[Point-per-instance localization data]
◆ ◆ ◆
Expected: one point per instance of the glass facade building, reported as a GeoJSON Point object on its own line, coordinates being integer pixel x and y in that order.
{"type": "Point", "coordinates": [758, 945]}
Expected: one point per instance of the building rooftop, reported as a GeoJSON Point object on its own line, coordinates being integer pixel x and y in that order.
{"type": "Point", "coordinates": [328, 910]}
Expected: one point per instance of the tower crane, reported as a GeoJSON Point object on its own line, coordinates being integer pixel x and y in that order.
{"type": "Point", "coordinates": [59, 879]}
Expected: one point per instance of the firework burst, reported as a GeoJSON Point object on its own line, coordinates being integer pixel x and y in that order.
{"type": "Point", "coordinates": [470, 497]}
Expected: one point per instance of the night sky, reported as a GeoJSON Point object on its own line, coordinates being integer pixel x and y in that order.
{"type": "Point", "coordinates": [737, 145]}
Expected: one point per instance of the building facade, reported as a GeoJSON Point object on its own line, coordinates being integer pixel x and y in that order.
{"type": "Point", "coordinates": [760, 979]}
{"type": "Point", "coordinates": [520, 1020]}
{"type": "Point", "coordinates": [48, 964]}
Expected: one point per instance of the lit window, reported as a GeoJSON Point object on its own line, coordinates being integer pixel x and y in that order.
◆ ◆ ◆
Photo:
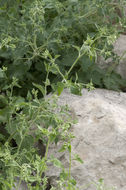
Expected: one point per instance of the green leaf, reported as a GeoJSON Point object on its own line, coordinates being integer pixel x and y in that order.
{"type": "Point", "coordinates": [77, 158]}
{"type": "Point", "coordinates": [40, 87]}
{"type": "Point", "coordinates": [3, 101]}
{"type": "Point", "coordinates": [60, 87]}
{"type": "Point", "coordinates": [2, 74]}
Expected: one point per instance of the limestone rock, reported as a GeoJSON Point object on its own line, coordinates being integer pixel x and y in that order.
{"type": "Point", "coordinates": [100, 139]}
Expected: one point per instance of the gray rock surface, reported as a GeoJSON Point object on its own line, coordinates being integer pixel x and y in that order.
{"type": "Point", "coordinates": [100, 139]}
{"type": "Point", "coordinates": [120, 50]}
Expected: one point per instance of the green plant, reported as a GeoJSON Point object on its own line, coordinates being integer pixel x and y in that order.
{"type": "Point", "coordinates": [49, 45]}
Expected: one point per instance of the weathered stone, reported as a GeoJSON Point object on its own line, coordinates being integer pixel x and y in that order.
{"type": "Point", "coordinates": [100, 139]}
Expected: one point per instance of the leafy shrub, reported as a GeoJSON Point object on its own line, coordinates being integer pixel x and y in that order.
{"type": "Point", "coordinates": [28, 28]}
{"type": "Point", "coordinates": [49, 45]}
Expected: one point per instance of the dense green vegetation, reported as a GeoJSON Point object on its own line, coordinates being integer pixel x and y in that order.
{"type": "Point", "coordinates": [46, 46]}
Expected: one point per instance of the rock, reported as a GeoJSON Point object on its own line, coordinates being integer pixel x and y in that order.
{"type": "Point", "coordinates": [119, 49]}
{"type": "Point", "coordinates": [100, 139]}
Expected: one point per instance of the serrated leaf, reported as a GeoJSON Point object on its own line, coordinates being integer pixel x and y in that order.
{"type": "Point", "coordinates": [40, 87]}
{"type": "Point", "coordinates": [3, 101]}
◆ ◆ ◆
**Task details**.
Repeat word for word the lines above that run from the line containing "Expected: one point per instance of the glass" through the line containing "Expected: one point per instance of the lit", both ends included, and nothing else.

**Response area**.
Expected: one point per instance of the glass facade building, reported as a GeoJSON Point object on its own line, coordinates being integer pixel x and y in that order.
{"type": "Point", "coordinates": [758, 945]}
Expected: one point per instance of the building rooftop, reported as a GeoJSON Point object on its own line, coordinates being integer pixel x and y in that order.
{"type": "Point", "coordinates": [328, 910]}
Expected: one point per instance of the tower crane, reported as a GeoJSON Point object on its own line, coordinates being integer pixel x and y in that order.
{"type": "Point", "coordinates": [59, 879]}
Expected: one point per instance of the firework burst, reported as a GeoJSON Point object on its own line, coordinates being integer pixel x and y in that order.
{"type": "Point", "coordinates": [470, 497]}
Expected: one point per instance of the night sky, reported as a GeoJSON Point object on its own line, coordinates being integer pixel x and y in that order.
{"type": "Point", "coordinates": [737, 145]}
Expected: one point per instance of the building facade, reported as a GeoJSON Point object on its own line, coordinates being integer pixel x and y in that order.
{"type": "Point", "coordinates": [760, 979]}
{"type": "Point", "coordinates": [520, 1020]}
{"type": "Point", "coordinates": [48, 964]}
Expected: one point per instance of the lit window, reported as a GeoJSON Point object on its own line, coordinates being integer pixel x and y in that order.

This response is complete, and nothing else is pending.